What you will do: Read the records below. Copy each line where the string "ground" occurs.

Records for this task:

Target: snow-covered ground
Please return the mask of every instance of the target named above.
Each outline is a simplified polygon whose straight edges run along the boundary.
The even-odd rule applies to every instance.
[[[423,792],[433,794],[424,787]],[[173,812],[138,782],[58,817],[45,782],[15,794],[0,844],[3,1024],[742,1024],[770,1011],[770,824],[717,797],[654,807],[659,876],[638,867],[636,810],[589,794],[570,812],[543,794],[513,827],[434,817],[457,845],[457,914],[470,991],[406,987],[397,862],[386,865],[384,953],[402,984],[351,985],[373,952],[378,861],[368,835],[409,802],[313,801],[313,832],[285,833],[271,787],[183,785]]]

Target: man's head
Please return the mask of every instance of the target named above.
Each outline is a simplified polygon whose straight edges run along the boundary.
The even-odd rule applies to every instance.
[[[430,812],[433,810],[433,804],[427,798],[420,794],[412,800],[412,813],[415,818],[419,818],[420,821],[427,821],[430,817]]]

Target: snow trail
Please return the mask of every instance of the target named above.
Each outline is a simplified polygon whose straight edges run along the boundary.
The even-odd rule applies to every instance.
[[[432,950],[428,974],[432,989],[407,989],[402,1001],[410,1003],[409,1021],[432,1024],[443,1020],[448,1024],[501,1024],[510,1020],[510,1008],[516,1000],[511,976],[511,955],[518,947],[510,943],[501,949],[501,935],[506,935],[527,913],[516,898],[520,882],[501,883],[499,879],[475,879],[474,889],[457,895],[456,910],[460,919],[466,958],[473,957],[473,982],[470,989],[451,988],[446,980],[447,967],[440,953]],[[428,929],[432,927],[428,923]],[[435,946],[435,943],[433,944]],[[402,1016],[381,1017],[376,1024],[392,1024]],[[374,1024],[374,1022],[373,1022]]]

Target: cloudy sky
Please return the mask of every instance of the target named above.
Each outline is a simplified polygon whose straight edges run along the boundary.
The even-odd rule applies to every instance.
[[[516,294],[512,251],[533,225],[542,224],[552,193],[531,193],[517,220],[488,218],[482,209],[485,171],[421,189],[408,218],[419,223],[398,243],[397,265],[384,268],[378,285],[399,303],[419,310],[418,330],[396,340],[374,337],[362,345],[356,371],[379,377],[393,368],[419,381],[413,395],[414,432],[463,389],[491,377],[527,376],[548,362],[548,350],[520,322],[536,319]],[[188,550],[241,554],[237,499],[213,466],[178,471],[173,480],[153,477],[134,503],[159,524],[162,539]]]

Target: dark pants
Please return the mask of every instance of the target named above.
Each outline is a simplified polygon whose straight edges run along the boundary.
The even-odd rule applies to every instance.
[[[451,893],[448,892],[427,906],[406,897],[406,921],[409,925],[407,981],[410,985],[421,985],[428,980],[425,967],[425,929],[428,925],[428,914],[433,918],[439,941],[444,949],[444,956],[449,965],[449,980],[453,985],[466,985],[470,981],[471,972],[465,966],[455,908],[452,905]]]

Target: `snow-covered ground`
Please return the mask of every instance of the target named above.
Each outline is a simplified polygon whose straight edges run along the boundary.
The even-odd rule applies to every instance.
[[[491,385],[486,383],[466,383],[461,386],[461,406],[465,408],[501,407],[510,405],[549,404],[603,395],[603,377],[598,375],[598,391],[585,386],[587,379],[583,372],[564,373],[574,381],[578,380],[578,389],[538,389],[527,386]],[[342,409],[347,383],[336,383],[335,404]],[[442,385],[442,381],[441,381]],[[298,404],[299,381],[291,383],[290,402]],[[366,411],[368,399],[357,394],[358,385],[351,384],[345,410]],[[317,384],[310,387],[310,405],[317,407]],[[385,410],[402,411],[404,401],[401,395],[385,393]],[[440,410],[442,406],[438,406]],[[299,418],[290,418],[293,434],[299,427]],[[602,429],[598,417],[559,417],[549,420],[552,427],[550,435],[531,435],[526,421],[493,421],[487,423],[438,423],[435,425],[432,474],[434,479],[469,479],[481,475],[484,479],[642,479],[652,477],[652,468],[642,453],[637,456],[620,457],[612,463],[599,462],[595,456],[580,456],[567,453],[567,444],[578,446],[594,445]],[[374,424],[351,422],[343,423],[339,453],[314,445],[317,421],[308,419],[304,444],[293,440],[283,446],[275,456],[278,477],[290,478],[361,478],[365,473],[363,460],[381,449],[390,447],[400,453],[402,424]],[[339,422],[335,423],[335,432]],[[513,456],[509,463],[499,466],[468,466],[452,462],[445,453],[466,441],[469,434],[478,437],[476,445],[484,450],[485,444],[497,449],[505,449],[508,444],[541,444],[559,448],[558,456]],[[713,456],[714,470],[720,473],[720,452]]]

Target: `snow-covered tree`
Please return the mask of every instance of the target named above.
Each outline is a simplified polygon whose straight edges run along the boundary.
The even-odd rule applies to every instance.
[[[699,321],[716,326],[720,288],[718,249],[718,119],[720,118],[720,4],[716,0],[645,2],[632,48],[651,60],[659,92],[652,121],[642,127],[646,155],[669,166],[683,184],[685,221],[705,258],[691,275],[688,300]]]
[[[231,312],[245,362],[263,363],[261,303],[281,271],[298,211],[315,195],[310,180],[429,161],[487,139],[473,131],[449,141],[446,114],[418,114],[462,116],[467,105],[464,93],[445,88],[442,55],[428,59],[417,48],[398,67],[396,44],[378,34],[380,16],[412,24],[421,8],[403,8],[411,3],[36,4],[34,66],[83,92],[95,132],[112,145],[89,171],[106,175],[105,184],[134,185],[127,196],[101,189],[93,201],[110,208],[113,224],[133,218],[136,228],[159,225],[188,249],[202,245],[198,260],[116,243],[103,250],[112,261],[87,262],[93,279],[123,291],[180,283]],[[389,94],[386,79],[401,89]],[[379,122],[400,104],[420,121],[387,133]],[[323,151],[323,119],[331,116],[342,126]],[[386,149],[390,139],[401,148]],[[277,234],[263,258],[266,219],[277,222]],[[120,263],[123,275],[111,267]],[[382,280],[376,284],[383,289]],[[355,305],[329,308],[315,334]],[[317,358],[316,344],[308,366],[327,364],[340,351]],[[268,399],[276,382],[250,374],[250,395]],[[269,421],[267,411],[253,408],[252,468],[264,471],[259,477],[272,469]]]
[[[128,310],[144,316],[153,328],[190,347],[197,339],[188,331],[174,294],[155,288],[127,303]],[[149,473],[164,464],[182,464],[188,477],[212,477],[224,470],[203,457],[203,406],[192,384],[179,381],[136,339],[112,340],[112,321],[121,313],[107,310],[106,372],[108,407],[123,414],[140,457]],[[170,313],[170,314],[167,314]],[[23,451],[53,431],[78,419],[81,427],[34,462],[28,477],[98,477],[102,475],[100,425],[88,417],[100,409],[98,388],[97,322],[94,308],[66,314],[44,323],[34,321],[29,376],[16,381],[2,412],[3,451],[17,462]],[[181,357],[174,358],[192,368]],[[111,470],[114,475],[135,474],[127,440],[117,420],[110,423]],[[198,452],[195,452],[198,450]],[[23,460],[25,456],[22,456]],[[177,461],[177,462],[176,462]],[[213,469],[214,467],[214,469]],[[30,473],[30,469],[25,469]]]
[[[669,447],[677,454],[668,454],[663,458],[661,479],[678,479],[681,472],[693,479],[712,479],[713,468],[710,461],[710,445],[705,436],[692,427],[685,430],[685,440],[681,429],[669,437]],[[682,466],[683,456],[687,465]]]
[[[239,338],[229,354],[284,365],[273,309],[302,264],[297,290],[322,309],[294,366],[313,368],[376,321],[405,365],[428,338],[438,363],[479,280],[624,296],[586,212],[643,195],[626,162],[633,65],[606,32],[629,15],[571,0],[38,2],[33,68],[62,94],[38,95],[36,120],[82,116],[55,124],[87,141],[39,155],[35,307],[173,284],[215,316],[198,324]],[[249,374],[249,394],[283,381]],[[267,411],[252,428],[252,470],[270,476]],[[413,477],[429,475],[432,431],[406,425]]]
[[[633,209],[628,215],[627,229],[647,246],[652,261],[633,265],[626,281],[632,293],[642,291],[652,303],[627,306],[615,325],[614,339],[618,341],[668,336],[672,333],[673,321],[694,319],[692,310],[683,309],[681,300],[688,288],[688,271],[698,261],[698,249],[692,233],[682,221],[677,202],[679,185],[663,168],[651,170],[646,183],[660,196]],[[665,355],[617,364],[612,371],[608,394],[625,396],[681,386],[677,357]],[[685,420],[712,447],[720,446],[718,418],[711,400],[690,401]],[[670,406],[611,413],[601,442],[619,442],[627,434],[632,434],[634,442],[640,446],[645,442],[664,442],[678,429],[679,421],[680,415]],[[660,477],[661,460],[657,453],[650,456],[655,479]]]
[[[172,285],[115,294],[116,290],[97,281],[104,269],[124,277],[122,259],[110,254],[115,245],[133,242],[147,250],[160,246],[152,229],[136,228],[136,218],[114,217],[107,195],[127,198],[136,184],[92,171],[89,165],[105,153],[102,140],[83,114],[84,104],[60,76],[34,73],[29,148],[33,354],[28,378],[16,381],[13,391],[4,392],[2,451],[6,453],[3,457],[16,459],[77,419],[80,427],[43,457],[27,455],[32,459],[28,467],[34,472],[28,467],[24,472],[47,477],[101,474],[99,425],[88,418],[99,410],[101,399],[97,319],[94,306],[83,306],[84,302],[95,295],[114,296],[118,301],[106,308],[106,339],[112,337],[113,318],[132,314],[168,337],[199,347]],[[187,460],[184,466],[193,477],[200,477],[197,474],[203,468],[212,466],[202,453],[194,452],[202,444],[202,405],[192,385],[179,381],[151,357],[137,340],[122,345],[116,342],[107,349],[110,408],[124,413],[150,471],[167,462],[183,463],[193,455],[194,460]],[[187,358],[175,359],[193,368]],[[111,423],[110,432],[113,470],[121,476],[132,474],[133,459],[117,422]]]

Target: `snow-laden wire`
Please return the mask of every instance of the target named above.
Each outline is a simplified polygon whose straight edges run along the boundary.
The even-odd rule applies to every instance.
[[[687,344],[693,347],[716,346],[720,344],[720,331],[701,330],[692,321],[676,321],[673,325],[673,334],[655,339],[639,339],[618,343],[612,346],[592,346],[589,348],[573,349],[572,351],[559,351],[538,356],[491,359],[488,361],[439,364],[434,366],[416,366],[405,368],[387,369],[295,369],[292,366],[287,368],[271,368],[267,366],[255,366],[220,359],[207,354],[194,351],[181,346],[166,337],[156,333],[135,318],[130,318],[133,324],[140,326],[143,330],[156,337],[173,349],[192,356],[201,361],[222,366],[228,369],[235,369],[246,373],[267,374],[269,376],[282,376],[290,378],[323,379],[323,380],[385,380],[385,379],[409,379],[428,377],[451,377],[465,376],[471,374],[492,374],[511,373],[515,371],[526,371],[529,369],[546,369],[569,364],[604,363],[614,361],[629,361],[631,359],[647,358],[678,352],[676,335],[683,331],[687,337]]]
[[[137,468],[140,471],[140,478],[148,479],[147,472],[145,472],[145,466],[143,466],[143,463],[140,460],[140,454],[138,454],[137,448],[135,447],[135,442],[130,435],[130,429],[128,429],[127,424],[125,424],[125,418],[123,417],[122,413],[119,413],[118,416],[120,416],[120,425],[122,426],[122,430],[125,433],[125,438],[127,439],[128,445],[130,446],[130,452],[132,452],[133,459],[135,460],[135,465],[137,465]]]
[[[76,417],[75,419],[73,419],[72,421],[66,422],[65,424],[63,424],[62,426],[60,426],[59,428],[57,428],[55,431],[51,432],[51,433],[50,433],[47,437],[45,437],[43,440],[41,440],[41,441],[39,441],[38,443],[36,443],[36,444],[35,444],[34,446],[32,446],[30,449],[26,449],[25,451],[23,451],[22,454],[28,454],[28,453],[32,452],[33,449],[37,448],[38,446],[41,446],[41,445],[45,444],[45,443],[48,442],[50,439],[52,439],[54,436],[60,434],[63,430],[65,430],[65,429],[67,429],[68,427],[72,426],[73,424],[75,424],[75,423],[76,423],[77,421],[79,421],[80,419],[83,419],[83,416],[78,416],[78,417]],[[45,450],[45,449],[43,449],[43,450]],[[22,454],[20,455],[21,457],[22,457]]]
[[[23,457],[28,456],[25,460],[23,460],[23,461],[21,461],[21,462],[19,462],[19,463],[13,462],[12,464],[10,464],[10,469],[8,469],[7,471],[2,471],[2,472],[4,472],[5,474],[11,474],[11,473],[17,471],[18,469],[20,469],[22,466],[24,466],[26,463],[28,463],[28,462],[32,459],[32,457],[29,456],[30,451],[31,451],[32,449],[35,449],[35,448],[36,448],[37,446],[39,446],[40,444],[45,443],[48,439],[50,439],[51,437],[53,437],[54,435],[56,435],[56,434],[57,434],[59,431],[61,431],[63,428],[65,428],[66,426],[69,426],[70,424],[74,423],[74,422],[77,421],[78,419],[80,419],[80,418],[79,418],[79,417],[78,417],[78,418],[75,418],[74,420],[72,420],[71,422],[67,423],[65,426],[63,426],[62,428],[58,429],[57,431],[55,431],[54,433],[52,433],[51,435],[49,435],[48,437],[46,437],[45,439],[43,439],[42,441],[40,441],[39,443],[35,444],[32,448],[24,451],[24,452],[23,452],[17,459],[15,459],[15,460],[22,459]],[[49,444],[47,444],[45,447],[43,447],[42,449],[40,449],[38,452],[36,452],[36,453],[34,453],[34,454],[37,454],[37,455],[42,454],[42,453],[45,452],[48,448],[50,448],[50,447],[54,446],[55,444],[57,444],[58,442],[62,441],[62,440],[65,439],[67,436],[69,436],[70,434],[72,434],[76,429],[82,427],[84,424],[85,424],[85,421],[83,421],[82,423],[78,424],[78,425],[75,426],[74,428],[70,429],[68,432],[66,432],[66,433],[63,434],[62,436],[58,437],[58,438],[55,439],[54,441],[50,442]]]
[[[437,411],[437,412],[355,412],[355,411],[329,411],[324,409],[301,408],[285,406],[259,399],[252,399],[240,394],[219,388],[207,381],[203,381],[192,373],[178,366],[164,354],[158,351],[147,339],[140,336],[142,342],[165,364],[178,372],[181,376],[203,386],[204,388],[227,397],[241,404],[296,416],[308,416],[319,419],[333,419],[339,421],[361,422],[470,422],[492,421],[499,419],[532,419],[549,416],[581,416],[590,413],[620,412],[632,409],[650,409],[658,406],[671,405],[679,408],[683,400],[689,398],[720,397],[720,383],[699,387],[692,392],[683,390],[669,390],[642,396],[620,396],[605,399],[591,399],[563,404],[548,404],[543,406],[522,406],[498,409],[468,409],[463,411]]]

Exercise output:
Target: snow-covered ground
Target: `snow-covered ground`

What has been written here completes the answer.